Instructions for the task> Search the records below for the word "cabinet". Pull out each line that has it.

Dataset entries:
--- --- ---
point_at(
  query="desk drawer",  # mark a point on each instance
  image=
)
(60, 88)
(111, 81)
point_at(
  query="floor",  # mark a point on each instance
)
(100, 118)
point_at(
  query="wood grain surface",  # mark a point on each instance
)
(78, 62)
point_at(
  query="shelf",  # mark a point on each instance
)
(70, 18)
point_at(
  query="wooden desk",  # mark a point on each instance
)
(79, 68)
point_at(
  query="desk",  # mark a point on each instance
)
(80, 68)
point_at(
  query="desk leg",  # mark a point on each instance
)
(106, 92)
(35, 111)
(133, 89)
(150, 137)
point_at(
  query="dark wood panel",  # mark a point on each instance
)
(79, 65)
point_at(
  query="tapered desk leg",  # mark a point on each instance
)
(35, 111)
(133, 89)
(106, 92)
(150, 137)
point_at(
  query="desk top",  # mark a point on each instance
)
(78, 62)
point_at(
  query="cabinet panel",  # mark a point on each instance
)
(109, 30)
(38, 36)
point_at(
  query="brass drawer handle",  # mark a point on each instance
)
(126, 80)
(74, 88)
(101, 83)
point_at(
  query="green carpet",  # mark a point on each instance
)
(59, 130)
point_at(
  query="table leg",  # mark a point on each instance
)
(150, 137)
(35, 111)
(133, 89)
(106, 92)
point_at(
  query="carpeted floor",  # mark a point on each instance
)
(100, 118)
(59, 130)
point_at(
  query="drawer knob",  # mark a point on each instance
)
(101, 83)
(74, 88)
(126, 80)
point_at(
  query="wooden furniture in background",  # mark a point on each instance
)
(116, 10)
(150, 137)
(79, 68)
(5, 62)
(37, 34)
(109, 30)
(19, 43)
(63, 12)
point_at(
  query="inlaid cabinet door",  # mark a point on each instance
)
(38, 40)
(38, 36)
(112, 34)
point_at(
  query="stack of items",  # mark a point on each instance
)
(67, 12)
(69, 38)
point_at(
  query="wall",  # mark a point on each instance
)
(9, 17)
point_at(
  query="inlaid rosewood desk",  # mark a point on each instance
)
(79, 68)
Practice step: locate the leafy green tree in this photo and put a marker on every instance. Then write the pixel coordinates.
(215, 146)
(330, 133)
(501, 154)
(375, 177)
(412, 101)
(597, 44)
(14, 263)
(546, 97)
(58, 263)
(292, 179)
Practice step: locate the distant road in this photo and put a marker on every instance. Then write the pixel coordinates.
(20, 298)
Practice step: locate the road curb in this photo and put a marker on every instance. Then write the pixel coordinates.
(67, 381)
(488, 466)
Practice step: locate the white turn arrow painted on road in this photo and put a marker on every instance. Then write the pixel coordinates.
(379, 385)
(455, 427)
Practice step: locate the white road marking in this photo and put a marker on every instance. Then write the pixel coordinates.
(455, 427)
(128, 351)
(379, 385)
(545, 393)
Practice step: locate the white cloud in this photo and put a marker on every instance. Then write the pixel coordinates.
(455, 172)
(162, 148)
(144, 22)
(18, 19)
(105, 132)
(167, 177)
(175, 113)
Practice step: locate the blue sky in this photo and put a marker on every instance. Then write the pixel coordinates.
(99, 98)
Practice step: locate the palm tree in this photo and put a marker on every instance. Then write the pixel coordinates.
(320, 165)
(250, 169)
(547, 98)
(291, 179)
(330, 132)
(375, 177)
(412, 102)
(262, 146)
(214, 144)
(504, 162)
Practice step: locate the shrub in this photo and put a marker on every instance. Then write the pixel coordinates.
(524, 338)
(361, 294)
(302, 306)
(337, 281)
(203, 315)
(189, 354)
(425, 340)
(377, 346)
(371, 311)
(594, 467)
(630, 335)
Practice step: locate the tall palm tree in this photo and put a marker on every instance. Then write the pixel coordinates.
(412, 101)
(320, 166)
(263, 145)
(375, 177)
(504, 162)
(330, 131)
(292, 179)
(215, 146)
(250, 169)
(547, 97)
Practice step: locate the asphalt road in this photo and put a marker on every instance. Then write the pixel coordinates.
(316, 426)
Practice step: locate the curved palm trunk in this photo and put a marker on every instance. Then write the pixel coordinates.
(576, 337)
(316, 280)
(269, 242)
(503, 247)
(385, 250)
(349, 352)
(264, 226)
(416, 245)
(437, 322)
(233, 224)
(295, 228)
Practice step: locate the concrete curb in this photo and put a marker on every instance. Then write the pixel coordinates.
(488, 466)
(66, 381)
--- --- ---
Reply>
  query="cabinet panel",  # mark a point on each instance
  query="inlaid cabinet door",  # mark a point on each instance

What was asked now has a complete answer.